Aim of the exercise
How many separate lines of the data contain "cloudy"? Give the count and nothing else.

Task input
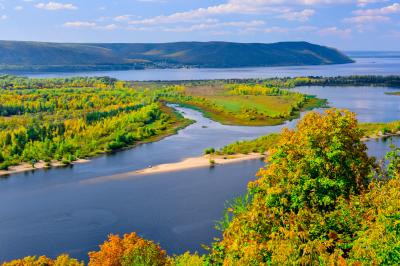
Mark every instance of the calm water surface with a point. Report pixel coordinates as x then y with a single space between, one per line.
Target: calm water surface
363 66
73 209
...
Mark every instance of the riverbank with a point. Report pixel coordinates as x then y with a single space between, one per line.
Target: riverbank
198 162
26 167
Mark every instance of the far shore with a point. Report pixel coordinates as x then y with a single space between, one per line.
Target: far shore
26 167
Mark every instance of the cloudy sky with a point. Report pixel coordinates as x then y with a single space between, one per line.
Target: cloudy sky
--
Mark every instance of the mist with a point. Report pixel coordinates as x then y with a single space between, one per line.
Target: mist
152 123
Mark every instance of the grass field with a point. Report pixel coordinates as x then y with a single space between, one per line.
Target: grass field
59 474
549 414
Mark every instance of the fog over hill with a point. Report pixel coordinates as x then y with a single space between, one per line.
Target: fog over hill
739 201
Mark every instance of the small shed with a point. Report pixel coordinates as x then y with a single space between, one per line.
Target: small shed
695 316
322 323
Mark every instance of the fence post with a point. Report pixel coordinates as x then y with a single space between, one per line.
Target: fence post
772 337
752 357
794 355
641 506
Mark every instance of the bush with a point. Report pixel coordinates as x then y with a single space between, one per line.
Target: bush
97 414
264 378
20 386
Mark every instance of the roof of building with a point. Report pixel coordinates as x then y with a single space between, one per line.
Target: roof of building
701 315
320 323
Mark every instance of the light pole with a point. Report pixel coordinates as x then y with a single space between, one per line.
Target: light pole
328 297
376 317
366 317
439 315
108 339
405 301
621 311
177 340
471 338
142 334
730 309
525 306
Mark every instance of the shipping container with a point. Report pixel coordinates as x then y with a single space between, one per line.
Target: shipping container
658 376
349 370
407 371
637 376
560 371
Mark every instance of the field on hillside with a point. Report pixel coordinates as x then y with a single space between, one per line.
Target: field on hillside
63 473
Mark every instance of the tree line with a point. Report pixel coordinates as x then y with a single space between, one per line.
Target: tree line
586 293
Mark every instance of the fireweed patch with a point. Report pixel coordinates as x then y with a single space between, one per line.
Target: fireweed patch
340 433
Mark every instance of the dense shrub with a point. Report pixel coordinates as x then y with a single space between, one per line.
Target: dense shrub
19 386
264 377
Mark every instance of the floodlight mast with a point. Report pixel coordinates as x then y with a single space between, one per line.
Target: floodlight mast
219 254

Reply
2